● **Extract provided**:
OPINION
NOT QUITE THE VICTIM HERE
Kathmandu, 15 March: For someone who stands out for hurling his own share of scurrilous accusations, Prime Minister Baburam Bhattarai is sure stung to the quick.
On the face of it, the trouble the prime minister took in issuing a 12-point rebuttal to allegations raised during his tenure fits with any reasonable man’s innate desire to defend his reputation, Maila Baje writes in Nepali Netbook.
However, Dr. Bhattarai’s core contention – that the media erroneously played up his remarks, activities and events – undercuts his claims on the specifics.
No Nepali prime minister has escaped the harsh judgment of his times. It has become almost axiomatic in Nepali politics that every government, at least in the popular perception, is worse than the one it succeeded.
Admittedly, no head of government would like to be remembered in such a sordid way. But that’s the price of practicing politics in perpetually polarized times. If Dr. Bhattarai thought he could buck this trend, then that says quite something about him.
When Dr. Bhattarai ascended to the premiership, he brought along a reputation for probity and efficiency as finance minister. What was also true was that he established such credentials at a time when Nepalis were focused primarily, if not exclusively, on the peace process and new constitution. There, Dr. Bhattarai’s boss, Prime Minister Pushpa Kamal Dahal, was taking much of the heat.
The reputation of an efficient tax collector was going to be of little use to Dr. Bhattarai in the top job. He took the reins when the twin tasks were grievously faltering. Yet he and his aides seemed complicit in fanning expectations from his ministerial record.
Charges of corruption, nepotism and patronage take little time to set in and then speedily take a life of their own. When hopes – regardless of rationality – are belied, the costs become brutal.
Even seemingly genuine symbols of change – i.e., the adoption of indigenous vehicles or espousal of direct and regular interaction with the people – tend to be revisited with popular cynicism.

● **Task item A**: Please translate this sentence from the opinion piece on Prime Minister Baburam Bhattarai into Spanish: "No Nepali prime minister has escaped the harsh judgment of his times."
● **Task item B**: Carry on the opinion piece on Prime Minister Baburam Bhattarai from its final sentence.

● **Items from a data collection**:
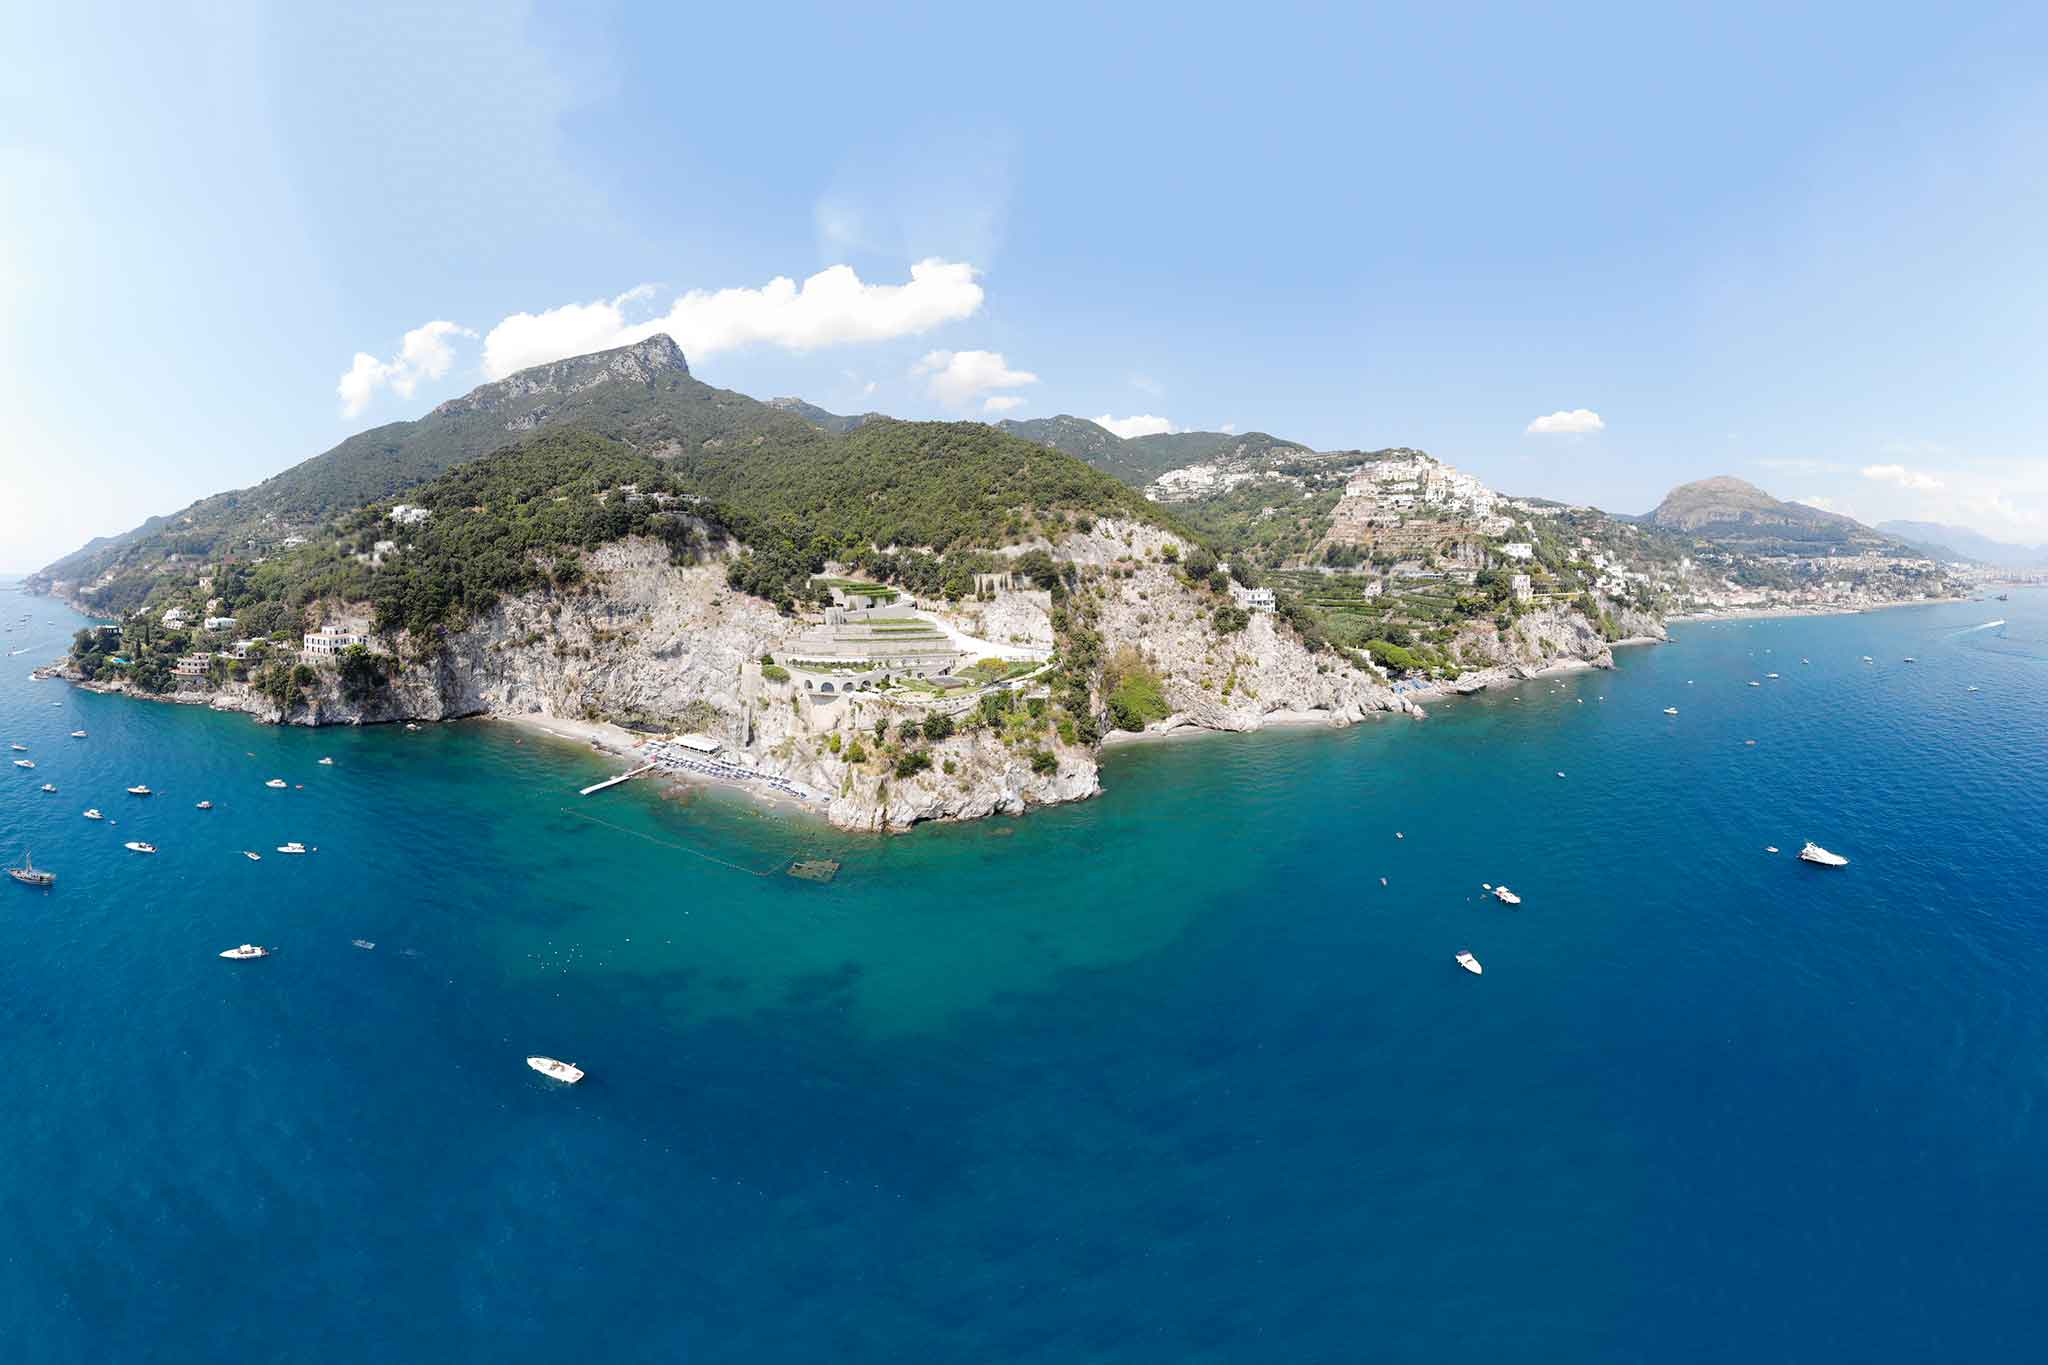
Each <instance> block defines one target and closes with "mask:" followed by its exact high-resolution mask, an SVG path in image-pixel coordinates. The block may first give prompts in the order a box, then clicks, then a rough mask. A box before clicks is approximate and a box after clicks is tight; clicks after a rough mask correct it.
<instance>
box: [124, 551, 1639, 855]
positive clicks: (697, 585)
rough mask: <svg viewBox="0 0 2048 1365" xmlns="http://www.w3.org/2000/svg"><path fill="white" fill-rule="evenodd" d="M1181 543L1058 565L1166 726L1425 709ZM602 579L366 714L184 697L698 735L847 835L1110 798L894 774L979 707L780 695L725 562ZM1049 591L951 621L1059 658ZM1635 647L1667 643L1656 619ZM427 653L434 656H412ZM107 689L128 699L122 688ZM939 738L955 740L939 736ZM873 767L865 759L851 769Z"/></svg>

● **Result A**: Ningún primer ministro nepalí ha escapado del duro juicio de su época.

● **Result B**:
Over time, it became easy to juxtapose the circumstances surrounding the BIPPA agreement with India, the Tribhuvan International Airport development plan, the mismanagement of Chinese Premier Wen Jiabao’s visit, and the split of the Maoist party with new revelations from Indian sources on the Maoists’ maneuverings with New Delhi officialdom all the way back to at least 2002.
Maila Baje recognizes Dr. Bhattarai’s longstanding penchant for dismissing critics as Goebbelsian fiends. If the Nepali media have misquoted people, it is not a new phenomenon that has somehow injured only the incumbent prime minister. Moreover, the people are far from gullible; they have their own quibbles with reporters and editors. But how long have Nepali politicians blamed the media misquotations to wriggle out of difficult situations?
And who has better manipulated the media for his own ends than Dr. Bhattarai? During the early years of the Maoist insurgency, when elements in the mainstream parties and the media accused the royal palace of directly running the rebels, Dr. Bhattarai did not see it fit to rebut the charges to preserve the purity of his ‘revolution’. In fact, he took the opportunity to malign the palace as well as scare the mainstream parties by playing up even minor contacts with Panchayat-era politicians.
When it suited him, Dr. Bhattarai praised all Shah monarchs before Gyanendra Shah, boldly proclaiming that Nepalis would eventually evaluate them highly. Yet when times changed, he sought to club the Bhimsen Thapa and Rana eras – a cumulative 134 years when the palace existed only in name – into 230 years of monarchical malevolence the country could no longer afford.
The upshot? A skilled practitioner of evasion, obfuscation and fabrication, Dr. Bhattarai could have helped his legacy by shunning this blatant victim card.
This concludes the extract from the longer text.